▶ Activity
Please copy out the records that follow exactly as they stand.

▼

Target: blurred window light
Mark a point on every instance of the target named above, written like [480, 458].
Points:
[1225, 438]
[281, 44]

▲

▶ Exercise result
Target: blurred window light
Mark a point on every instance of the target named above, written like [480, 458].
Points:
[1225, 438]
[281, 44]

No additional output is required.